Please extract every line of the material below that contains the word "small", copying each such line in full.

_ _ _ _

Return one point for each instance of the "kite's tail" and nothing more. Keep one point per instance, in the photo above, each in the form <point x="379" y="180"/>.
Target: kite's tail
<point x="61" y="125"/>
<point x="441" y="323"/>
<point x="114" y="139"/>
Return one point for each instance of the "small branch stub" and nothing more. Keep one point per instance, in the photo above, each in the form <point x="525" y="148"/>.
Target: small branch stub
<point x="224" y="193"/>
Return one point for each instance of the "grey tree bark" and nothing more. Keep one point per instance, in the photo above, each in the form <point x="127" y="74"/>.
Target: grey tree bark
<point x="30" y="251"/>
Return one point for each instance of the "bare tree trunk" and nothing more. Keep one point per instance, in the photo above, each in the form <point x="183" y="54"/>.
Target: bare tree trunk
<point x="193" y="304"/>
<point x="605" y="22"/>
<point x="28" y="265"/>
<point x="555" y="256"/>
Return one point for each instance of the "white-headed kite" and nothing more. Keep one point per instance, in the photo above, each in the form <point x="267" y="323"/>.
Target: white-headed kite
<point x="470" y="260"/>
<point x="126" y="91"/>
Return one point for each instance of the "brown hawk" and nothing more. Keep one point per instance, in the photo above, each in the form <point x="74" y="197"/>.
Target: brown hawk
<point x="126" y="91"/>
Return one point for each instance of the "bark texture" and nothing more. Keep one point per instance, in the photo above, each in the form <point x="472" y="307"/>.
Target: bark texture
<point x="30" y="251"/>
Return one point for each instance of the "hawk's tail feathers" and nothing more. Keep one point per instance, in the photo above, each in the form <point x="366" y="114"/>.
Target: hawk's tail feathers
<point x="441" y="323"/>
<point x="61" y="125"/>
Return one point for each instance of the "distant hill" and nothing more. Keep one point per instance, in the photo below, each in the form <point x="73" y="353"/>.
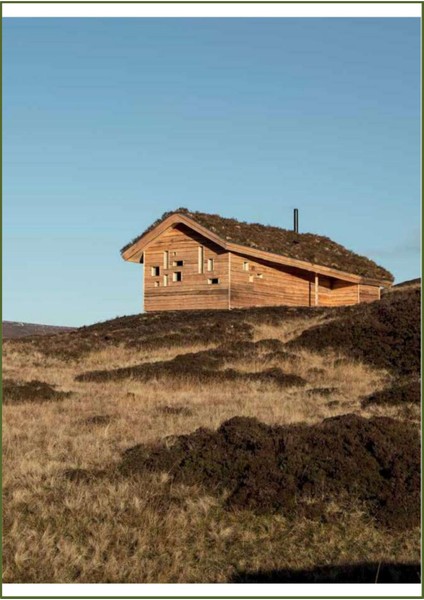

_ _ _ _

→ Exercise response
Return one point for each instance of the "small branch stub" and nothing more. Keep one point per instance, in the photo above, each in the form <point x="525" y="148"/>.
Target: small branch stub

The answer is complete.